What needs to be done: Gather each line of the records below that contains the string "above". Treat uppercase and lowercase letters as different.

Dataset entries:
•••••
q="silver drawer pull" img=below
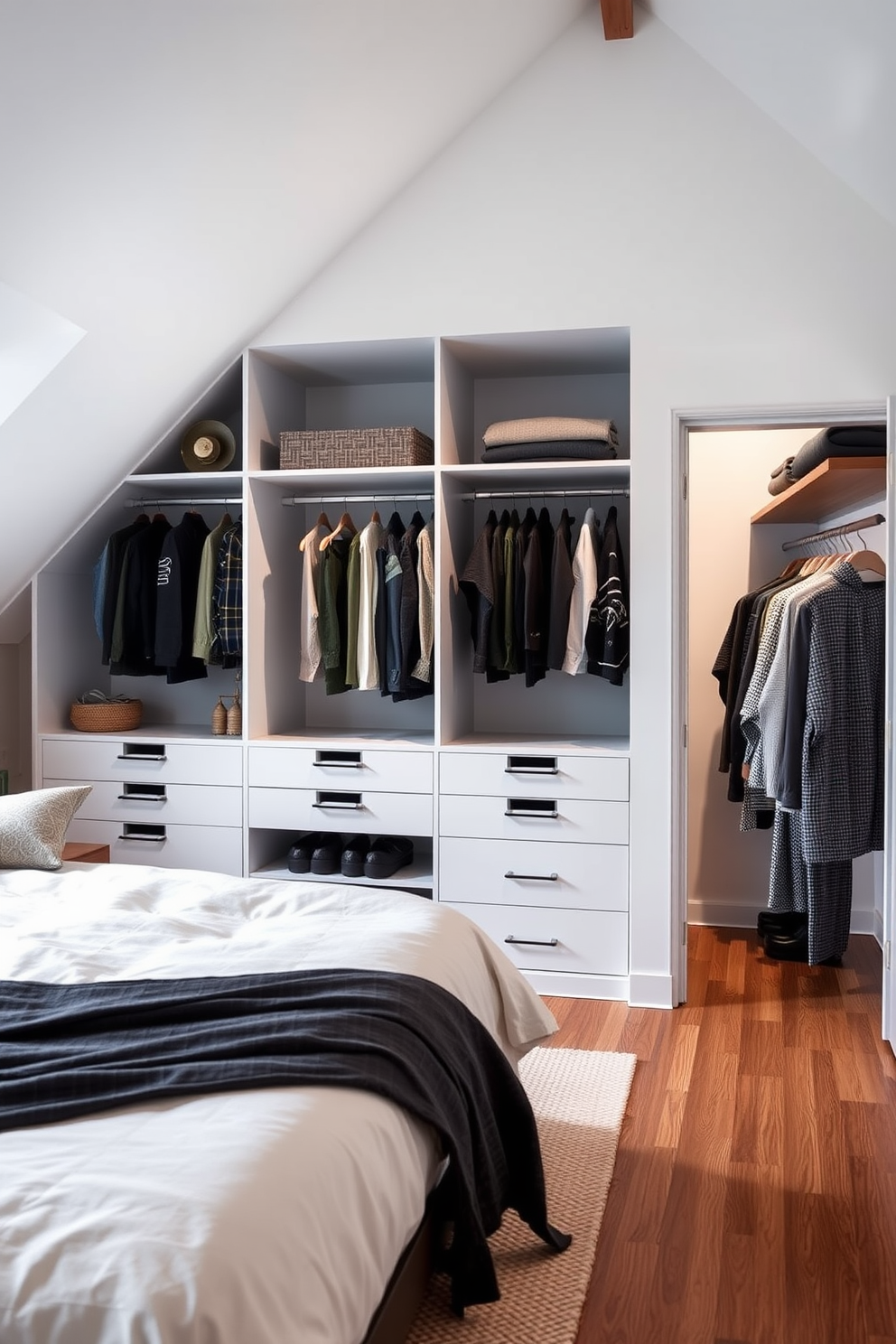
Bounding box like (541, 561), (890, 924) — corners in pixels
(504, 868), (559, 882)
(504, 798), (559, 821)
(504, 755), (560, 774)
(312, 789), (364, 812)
•••••
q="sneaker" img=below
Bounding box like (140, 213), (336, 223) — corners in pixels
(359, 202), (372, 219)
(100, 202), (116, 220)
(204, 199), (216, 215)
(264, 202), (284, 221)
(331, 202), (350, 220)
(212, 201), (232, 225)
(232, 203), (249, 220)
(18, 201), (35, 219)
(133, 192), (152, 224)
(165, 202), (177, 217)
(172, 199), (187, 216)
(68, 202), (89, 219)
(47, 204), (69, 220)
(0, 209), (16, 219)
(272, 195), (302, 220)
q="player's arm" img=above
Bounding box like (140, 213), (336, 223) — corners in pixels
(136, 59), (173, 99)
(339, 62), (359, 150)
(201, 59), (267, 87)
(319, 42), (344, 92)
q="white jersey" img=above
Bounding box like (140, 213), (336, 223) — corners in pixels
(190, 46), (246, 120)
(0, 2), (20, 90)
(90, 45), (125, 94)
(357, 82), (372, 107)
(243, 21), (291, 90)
•••••
Written solution:
q="player's arm" img=above
q="white jersey" img=above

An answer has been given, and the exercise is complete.